*Aufgabenstellung*
[a] Beantworte zum Textausschnitt über den CSD die folgenden Fragen:
(i) Welche Uhrzeit nennt die Zwischenüberschrift zur Blockade des SPD-Wagens?
(ii) An welcher Stelle wurde der Wagen der Leipziger Sozialdemokraten blockiert?
(iii) Womit informierten die Aktivisten die Vorübergehenden?
[b] Gib bitte aus dem Textausschnitt über den CSD die Passage wortgetreu wieder, die mit den Worten „Impressionen aus dem“ anfängt und mit „Megaphone (siehe Video).“ aufhört.

*Textausschnitt*
★ ★ ★

Hier ist ein erster Vorpegel bereits in den Mittagsstunden vorübergerauscht – doch der größere lila Brocken folgt noch.
Impressionen aus dem Rosental und beim Start des CSD
Video: LZ
16 Uhr: SPD-Wagen kurzzeitig blockiert
Es kam dann doch, wie es kommen musste. Nur Freude und Tanz waren ja nie beim CSD, immer stand und steht das Gedenken an homosexuellenfeindliche Übergriffe von Polizisten in den USA und der Kampf um die eigenen Rechte im Zentrum der bunten Parade. Doch zwei Dinge sind 2021 ein bisschen anders.
Aktivisten nehmen der SPD das Abstimmungsverhalten vom Mai im Bundestag durchaus übel. Heute blockierten sie deshalb am Ausgang des Rosentals den Wagen der Leipziger Sozialdemokraten und informierten die Vorübergehenden über den Vorgang per Megaphone (siehe Video).

★ ★ ★

*Rohdaten*

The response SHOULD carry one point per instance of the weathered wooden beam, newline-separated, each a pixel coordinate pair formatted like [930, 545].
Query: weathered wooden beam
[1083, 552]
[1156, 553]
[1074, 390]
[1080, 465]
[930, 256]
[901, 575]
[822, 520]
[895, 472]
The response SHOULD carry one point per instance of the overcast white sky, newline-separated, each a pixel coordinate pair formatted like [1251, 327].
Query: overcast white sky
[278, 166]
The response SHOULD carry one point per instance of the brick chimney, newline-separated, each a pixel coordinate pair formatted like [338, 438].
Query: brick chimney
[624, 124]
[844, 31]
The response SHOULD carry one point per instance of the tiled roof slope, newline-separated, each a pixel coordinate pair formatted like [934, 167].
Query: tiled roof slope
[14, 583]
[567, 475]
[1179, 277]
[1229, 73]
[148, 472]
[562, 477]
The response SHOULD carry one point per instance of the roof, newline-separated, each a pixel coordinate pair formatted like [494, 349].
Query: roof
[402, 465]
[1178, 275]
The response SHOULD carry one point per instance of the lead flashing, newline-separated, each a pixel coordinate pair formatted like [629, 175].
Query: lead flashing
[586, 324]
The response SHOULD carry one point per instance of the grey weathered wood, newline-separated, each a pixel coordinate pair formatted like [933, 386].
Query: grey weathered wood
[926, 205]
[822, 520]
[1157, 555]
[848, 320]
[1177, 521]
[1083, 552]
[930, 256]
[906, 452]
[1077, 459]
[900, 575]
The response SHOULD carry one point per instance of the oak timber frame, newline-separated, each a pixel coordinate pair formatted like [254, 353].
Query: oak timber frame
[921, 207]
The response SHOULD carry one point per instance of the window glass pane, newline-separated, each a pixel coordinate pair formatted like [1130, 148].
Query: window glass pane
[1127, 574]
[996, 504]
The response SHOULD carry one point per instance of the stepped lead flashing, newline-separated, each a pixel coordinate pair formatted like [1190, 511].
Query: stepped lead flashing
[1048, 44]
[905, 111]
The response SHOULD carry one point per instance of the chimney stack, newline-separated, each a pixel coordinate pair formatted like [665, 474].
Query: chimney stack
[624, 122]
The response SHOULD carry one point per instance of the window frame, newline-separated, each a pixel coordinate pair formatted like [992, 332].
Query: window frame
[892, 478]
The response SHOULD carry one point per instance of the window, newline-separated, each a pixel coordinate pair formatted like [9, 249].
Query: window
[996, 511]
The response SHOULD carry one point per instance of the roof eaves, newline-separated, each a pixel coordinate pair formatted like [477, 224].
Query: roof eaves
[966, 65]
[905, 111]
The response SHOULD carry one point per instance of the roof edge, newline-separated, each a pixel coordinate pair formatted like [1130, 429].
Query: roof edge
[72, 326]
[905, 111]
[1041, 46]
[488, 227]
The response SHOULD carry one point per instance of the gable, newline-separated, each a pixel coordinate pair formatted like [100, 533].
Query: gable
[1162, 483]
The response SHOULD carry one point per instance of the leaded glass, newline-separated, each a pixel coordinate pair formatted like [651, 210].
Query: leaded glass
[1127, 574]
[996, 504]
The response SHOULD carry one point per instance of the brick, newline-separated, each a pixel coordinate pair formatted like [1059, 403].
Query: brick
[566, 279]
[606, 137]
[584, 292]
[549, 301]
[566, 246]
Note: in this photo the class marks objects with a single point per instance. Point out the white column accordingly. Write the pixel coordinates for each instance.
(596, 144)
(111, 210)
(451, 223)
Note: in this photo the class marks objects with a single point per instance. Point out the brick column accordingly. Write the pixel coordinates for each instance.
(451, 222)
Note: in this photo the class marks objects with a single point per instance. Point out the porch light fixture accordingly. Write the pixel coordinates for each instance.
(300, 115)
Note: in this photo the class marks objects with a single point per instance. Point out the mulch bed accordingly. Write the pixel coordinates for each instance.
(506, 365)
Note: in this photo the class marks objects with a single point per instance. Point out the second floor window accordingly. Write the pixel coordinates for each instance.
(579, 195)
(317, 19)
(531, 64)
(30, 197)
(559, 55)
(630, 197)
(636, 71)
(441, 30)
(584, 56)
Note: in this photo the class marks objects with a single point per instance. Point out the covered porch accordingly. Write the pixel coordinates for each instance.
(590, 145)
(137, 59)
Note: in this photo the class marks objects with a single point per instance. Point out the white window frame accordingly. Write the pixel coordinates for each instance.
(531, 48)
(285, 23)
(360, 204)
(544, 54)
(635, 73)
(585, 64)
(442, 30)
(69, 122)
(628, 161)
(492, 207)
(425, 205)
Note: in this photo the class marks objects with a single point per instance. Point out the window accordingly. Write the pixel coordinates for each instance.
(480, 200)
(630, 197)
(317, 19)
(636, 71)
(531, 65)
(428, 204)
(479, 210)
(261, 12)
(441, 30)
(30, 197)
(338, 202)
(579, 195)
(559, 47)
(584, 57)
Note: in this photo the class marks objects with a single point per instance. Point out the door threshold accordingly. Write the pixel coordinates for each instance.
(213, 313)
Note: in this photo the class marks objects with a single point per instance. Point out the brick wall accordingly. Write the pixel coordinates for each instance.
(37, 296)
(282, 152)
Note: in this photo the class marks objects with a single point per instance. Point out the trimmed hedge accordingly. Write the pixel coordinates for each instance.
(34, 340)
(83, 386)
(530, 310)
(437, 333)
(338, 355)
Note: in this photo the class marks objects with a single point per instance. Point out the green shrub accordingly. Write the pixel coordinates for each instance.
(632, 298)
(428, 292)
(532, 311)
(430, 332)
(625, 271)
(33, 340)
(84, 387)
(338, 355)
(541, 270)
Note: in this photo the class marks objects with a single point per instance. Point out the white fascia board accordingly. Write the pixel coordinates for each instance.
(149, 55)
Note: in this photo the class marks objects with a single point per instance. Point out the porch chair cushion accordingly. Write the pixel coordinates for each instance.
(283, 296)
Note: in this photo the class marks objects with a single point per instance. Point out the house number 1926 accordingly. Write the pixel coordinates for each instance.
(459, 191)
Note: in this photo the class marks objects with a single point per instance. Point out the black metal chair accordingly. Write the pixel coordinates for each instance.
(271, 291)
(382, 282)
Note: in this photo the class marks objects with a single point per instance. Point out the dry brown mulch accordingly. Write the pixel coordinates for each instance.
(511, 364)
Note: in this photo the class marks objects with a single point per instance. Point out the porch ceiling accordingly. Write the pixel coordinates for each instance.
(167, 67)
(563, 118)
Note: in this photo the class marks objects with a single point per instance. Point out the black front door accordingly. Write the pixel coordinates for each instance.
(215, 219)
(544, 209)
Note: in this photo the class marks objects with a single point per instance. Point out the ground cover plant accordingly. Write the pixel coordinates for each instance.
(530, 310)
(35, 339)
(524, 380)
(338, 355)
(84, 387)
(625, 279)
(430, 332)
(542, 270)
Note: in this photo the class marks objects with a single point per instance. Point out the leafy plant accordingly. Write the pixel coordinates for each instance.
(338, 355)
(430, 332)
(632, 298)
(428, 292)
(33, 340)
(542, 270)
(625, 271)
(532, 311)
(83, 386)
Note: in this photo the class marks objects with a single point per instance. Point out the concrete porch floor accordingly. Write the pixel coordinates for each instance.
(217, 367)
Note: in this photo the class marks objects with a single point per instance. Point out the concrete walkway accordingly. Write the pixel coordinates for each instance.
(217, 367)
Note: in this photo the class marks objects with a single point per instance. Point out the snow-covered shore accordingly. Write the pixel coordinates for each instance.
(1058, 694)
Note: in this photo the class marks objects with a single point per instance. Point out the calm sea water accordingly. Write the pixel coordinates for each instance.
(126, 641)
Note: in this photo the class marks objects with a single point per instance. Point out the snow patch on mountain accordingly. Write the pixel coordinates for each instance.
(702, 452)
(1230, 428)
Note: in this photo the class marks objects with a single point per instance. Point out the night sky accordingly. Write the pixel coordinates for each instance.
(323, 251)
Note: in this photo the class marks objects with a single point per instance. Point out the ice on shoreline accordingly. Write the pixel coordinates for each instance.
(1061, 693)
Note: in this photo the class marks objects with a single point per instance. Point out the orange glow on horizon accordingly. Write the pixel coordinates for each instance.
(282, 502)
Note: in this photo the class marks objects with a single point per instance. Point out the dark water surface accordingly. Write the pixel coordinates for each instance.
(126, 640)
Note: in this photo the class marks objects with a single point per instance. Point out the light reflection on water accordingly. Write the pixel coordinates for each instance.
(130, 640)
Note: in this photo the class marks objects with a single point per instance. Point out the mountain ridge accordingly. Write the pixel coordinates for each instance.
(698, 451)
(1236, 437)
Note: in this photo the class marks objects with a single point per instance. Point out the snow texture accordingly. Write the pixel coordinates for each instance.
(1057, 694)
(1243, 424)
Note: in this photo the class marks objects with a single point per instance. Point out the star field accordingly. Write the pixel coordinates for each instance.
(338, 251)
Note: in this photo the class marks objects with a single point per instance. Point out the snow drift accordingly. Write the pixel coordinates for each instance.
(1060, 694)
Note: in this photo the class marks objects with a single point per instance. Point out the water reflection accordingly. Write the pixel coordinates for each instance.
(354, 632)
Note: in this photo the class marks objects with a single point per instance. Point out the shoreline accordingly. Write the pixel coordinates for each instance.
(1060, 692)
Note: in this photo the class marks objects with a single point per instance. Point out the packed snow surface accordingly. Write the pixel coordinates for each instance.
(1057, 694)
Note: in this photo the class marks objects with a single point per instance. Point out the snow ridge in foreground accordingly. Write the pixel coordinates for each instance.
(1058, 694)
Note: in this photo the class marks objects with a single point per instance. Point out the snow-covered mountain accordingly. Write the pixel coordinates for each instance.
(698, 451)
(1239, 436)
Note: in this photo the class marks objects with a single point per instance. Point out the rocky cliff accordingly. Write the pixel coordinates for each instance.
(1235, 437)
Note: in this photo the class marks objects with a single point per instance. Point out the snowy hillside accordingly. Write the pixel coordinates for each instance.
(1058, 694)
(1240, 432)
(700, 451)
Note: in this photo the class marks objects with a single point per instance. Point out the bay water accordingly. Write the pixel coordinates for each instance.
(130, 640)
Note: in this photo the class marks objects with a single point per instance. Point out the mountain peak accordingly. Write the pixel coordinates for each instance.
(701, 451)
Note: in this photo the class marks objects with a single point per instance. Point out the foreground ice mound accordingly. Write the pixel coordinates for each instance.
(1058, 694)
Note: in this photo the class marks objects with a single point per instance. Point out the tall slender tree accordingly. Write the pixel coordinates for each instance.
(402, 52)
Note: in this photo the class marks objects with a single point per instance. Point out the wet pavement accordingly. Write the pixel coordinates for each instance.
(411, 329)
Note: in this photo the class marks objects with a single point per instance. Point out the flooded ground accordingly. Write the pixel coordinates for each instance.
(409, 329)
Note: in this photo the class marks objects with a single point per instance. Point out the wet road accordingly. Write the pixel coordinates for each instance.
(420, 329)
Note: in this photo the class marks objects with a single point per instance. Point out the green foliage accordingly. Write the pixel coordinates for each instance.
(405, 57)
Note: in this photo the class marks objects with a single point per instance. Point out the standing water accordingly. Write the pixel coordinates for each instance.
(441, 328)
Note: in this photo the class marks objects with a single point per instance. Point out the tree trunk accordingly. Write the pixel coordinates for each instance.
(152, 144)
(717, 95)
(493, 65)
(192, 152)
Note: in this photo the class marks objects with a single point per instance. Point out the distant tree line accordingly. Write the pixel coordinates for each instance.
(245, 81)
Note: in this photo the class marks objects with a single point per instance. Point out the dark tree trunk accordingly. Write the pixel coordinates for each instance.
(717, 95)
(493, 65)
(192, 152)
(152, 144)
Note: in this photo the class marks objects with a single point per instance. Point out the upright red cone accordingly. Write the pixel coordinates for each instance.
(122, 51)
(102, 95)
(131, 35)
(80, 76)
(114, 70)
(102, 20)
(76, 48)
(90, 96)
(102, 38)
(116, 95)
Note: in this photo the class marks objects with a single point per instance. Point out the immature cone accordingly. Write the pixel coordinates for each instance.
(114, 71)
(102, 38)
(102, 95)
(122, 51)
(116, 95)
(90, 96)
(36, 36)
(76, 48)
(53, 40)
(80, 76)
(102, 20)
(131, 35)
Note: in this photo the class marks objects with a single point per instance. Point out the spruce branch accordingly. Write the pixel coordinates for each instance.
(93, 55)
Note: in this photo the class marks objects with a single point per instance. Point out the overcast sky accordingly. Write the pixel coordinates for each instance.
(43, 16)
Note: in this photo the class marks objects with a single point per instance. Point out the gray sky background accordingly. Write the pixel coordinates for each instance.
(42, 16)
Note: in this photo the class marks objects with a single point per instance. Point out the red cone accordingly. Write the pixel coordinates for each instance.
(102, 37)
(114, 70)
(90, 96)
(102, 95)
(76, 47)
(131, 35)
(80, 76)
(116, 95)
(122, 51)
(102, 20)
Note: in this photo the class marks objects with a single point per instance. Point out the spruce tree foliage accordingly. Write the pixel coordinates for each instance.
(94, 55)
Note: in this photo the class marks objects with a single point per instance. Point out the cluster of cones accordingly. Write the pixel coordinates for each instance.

★ ★ ★

*Lösungen*
[a]
(i) 16 Uhr
(ii) Am Ausgang des Rosentals
(iii) Per Megaphone

[b]
Impressionen aus dem Rosental und beim Start des CSD
Video: LZ
16 Uhr: SPD-Wagen kurzzeitig blockiert
Es kam dann doch, wie es kommen musste. Nur Freude und Tanz waren ja nie beim CSD, immer stand und steht das Gedenken an homosexuellenfeindliche Übergriffe von Polizisten in den USA und der Kampf um die eigenen Rechte im Zentrum der bunten Parade. Doch zwei Dinge sind 2021 ein bisschen anders.
Aktivisten nehmen der SPD das Abstimmungsverhalten vom Mai im Bundestag durchaus übel. Heute blockierten sie deshalb am Ausgang des Rosentals den Wagen der Leipziger Sozialdemokraten und informierten die Vorübergehenden über den Vorgang per Megaphone (siehe Video).